• **Text segment**:
start

Proves that there’s more to these guys than just crowd surfing in giant bubbles and a song about putting vaseline on toast.

The Fearless Freaks is a documentary about the alt-rock band The Flaming Lips that chronicles their early beginnings as a family affair from Oklahoma City to their current status nearly 30 years later as minor rock gods who sell out stadiums from sea to shining sea with the craziest shows this side of GWAR.

As of late, there have been two sub-genres that I’ve been itching to take a serious nose-dive into after ignoring them for years and bumping them down on my Netflix queues for God knows how long. The first is Asian revenge movies and the second is rockumentaries. I’ll save the revenge movies rant for another day, but considering how much I love music and love movies, I feel shame whenever I come across a “Best Rockumentaries” list and realize that I have not been doing my homework, that I have not only failed myself as fan, but I have failed my musical heroes. I hope that they can find it within themselves to someday forgive me, because I am not worthy.

With that being said, it’s kinda weird that I skipped Gimme Shelter, The Last Waltz and Stop Making Sense and went right to this instead. For starters, I’m not exactly the biggest fan of The Flaming Lips (not that I dislike them, I just never really gave ’em the time of day that I should have), but I effing love The Stones, The Band and Talking Heads. On top of that, I’m still not really sure how I feel about Lips front man/mastermind, Wayne Coyne. His hair is cool and people generally seem to think he’s the shit, but after he took it upon himself to crap all over Arcade Fire two years ago in a move that can only be categorized as “dick”, my opinion of the guy has been a tad jaded. Can’t really hold it against him since he apologized for it and all, but still not a good foot to start off on.

Then again, I did see this movie turn up every now and again on those “Best Rockumentary” lists, and even if I only knew a handful of their songs going into it, The Flaming Lips are a band that has always been interesting as sin.

See, I don’t know about you guys, but at the sake of sounding like a music snob, I’m of the general mindset that music kinda sucks these days. I know, I know, for every Justin Bieber there’s a Black Keys and that’s the way it’s always been, but whether it’s the fact that Nickelback is still a band or the way hip-hop has devolved to nothing more than clicks and whistles by artists who couldn’t write a song like “Things Done Changed” if Biggie’s ghost came down and started rhyming with them on Christmas Eve like Jacob-fucking-Marley, the standard seems pretty low these days. Even though they totally deserved it, Arcade Fire winning that Album of the Year Grammy was a freakin’ fluke.

end

• **Supplied entries**:
start

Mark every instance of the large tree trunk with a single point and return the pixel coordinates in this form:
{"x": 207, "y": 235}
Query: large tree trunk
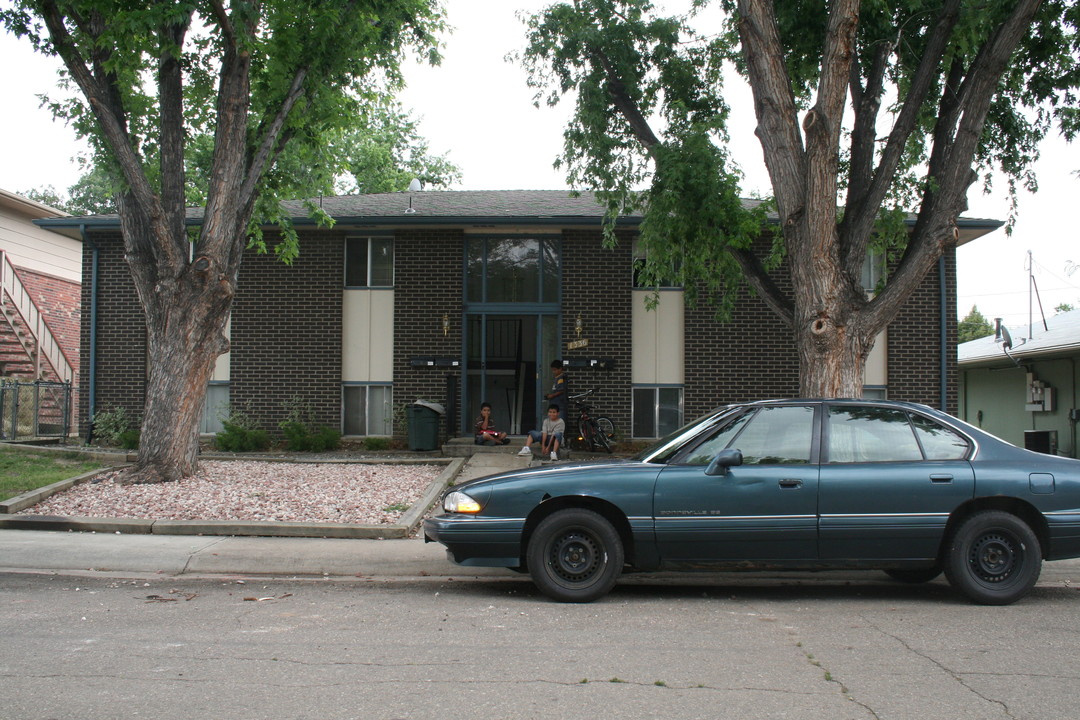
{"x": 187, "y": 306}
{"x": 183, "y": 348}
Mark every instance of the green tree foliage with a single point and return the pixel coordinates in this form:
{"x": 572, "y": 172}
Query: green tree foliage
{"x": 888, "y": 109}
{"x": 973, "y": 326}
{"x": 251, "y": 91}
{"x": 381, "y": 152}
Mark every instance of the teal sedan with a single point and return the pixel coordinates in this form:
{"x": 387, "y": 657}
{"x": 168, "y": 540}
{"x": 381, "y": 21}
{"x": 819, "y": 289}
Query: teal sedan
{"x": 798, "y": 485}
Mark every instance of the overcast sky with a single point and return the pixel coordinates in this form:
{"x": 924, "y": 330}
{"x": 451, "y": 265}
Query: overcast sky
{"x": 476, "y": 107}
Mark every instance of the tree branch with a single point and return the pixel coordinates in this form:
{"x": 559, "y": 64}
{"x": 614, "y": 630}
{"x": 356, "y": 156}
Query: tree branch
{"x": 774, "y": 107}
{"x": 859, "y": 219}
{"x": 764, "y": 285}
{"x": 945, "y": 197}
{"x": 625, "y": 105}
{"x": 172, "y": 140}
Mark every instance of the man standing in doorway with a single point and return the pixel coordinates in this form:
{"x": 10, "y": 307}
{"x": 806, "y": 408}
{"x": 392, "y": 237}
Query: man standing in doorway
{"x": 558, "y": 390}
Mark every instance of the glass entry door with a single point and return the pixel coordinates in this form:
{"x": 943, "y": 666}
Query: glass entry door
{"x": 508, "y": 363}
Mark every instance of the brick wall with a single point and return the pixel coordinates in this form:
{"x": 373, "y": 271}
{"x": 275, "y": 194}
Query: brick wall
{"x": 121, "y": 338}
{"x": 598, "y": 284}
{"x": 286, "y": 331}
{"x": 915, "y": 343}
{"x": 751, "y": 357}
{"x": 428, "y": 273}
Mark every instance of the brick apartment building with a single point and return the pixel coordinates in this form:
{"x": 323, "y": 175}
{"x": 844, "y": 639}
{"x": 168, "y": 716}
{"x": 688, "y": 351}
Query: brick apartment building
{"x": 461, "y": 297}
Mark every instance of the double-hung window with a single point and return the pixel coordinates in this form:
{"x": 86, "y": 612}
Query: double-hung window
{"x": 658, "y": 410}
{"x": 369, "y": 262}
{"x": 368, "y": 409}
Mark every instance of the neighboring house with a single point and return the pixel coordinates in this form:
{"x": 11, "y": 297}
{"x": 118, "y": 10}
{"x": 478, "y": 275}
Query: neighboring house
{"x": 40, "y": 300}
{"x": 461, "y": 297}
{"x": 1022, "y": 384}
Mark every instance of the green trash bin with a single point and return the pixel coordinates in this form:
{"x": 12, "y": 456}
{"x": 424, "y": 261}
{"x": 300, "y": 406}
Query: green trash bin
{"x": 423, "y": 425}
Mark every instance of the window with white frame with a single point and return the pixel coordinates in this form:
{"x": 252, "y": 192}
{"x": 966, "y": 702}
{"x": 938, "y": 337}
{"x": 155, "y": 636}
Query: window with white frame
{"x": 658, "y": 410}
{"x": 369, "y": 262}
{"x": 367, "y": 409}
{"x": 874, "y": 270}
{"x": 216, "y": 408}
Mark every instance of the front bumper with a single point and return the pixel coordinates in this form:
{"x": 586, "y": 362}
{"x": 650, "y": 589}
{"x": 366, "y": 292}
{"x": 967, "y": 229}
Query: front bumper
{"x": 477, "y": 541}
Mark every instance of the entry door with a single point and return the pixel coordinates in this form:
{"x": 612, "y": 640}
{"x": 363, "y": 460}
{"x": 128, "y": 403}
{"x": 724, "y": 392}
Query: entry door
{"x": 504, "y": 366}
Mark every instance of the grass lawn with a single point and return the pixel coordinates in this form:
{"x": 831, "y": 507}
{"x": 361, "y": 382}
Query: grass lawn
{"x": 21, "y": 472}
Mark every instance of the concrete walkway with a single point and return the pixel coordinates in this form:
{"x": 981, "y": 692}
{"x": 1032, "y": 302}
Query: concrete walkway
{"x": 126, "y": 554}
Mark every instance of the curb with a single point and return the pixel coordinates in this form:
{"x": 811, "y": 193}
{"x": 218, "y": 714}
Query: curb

end

• **Required work**:
(a) According to the review, in which city did The Flaming Lips begin?
(b) List the films that the writer of the review says were skipped in favor of The Fearless Freaks.
(c) Reproduce the review word for word, everything from "Then again, I" down to "interesting as sin.".

• **List of solutions**:
(a) Oklahoma City

(b) Gimme Shelter, The Last Waltz, Stop Making Sense

(c)
Then again, I did see this movie turn up every now and again on those “Best Rockumentary” lists, and even if I only knew a handful of their songs going into it, The Flaming Lips are a band that has always been interesting as sin.